▶ Data to process:
+-------+
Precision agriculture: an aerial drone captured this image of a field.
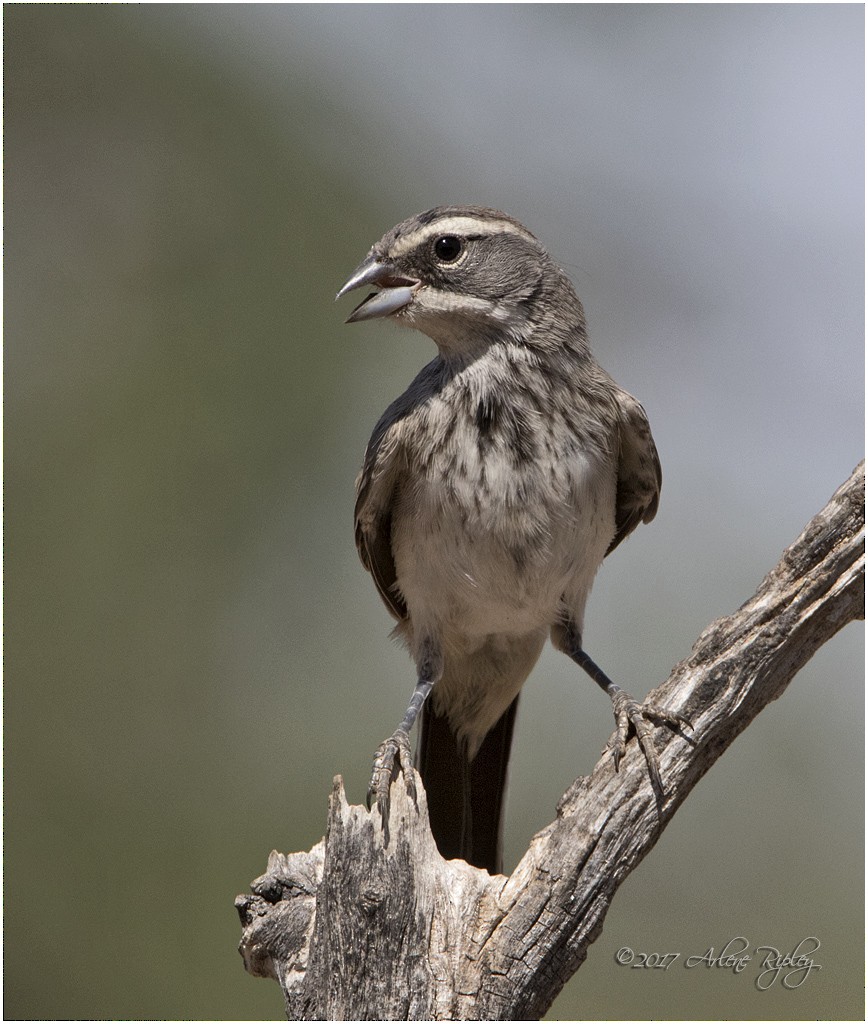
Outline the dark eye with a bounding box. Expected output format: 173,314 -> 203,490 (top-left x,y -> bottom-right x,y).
434,234 -> 464,263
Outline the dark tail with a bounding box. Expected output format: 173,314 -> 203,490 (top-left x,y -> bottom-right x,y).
416,697 -> 518,874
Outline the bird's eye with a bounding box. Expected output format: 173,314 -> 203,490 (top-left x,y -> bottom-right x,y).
434,234 -> 464,263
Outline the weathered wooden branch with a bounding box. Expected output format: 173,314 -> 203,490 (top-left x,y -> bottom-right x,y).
236,463 -> 865,1020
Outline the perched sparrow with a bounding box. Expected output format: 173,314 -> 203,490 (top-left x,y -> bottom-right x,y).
338,206 -> 689,872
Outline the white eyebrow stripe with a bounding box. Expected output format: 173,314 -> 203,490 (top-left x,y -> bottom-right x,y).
389,216 -> 536,256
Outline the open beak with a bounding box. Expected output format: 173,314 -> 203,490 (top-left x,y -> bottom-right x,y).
335,253 -> 421,324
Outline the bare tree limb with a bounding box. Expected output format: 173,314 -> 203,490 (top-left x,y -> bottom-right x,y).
236,463 -> 865,1020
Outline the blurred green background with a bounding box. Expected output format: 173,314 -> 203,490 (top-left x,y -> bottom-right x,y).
4,5 -> 864,1020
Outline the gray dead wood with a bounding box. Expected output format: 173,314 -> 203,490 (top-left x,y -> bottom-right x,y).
236,463 -> 865,1020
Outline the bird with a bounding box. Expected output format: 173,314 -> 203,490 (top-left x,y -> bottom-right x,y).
337,206 -> 690,873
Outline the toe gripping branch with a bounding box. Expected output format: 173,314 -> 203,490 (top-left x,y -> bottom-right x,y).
568,637 -> 693,797
367,679 -> 434,843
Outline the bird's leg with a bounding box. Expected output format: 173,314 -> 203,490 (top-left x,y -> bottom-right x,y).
559,626 -> 692,795
367,642 -> 442,842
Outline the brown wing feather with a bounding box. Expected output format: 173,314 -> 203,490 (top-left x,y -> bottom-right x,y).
355,411 -> 407,620
606,391 -> 662,555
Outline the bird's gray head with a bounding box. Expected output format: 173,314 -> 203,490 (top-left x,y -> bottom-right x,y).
338,206 -> 584,356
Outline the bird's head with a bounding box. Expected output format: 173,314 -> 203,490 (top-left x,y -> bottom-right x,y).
337,206 -> 583,356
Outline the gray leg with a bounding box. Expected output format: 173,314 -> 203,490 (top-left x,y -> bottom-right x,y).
367,643 -> 442,841
558,625 -> 692,795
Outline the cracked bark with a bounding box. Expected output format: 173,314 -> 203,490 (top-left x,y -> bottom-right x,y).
235,463 -> 865,1020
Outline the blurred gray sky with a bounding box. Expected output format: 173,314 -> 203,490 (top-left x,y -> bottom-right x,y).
4,4 -> 864,1020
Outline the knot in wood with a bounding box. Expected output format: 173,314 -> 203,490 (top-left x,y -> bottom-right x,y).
358,882 -> 388,918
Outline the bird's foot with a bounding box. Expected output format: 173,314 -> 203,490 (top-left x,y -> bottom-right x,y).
603,683 -> 693,795
367,729 -> 416,842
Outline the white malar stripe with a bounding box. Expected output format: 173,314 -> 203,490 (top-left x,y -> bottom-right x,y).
389,216 -> 536,257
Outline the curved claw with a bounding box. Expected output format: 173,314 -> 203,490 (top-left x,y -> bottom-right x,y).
366,729 -> 416,843
603,684 -> 693,794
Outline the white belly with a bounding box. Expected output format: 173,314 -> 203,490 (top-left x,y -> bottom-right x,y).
+-------+
Copy all of the data above word for word, leaving out the pictures.

Precision agriculture: an aerial drone captured this image of a field.
Outline the dark eye with a bounding box. Expected output format: 173,314 -> 203,490 (top-left x,y -> bottom-right x,y).
434,234 -> 464,263
Outline the dark tail with a bounding box. Expected output format: 173,314 -> 203,490 (top-left x,y -> bottom-right x,y).
416,697 -> 518,874
Outline the bird's eye with a bounding box. Expected output format: 173,314 -> 203,490 (top-left x,y -> bottom-right x,y).
434,234 -> 464,263
Outline the weathered wooden branch with a bounding box. Expected output format: 173,314 -> 203,490 (top-left x,y -> bottom-right x,y).
236,463 -> 865,1020
Outline the perched sparrow with a bounding box. Expected output format: 173,314 -> 203,490 (top-left x,y -> bottom-right x,y).
338,206 -> 689,872
Outline the white eyebrow stripe with a bounding box. Expected output format: 173,314 -> 203,490 (top-left x,y -> bottom-right x,y).
389,216 -> 536,256
Outline the open beak with a bounding box. Expected output format: 173,314 -> 203,490 (top-left x,y -> bottom-right x,y).
335,253 -> 421,324
Outline the bare tree limb with a bounding box. Expected output format: 173,314 -> 203,490 (top-left x,y -> bottom-right x,y).
236,463 -> 865,1020
Outline the blurred green background with a bounding box. Expected output format: 173,314 -> 203,490 (top-left x,y -> bottom-right x,y).
4,5 -> 864,1020
Outline the gray dead wood with a bounding box. Expected output format: 173,314 -> 203,490 (top-left x,y -> bottom-right x,y).
236,463 -> 865,1020
Outline the bird with a bounding box. Expected output format: 173,314 -> 203,490 (top-left x,y -> bottom-right x,y).
337,206 -> 690,873
Outline the toe gripping branch with a bounding box. Expected output format: 173,314 -> 203,490 (top-left x,y -> bottom-right x,y).
568,637 -> 693,797
367,679 -> 434,843
Outline the bird's leg with a bounding box. Expected output format: 173,314 -> 203,490 (top-left x,y -> bottom-right x,y).
559,626 -> 692,795
367,642 -> 442,842
Outline the brown wing feather with a bounding box. Expected output format: 173,314 -> 203,490 (top-left x,y -> bottom-right x,y).
355,411 -> 407,620
606,391 -> 662,555
Outline the bird's gray head with a bounding box. Expected output format: 173,314 -> 203,490 (top-left x,y -> bottom-right x,y).
338,206 -> 584,356
Outline the bird's head with a bounding box. Expected output format: 173,314 -> 203,490 (top-left x,y -> bottom-right x,y).
337,206 -> 583,356
Outline the gray leg with a bounding box. Expected output format: 173,314 -> 203,490 (top-left x,y -> bottom-right x,y).
367,643 -> 442,841
558,625 -> 692,795
Outline the cracked bark with a bounding box. Expected output format: 173,314 -> 203,490 (top-left x,y -> bottom-right x,y).
235,463 -> 865,1020
Outline the blurred gray sky with a bounding box. Expected output format: 173,314 -> 203,490 (top-left x,y -> bottom-right x,y).
4,4 -> 864,1020
Outline the knot in wood with a bounding box. Expected output format: 173,314 -> 203,490 (top-left x,y -> bottom-right x,y).
358,882 -> 388,918
Outline the bird's foot with a bounding box. Expected output format: 173,314 -> 203,490 (top-left x,y -> bottom-right x,y).
603,683 -> 693,795
367,729 -> 416,842
Outline the white malar stripe with a bounding box. Expected output format: 173,314 -> 203,490 (top-left x,y -> bottom-right x,y).
389,216 -> 536,257
Outline the curved claw with a bounding box. Expected output format: 173,314 -> 203,490 (top-left x,y -> bottom-right x,y).
366,729 -> 416,843
603,684 -> 693,794
Outline the white belly with a bounding box. Expected output format: 173,314 -> 203,490 (top-left x,y -> bottom-right x,y).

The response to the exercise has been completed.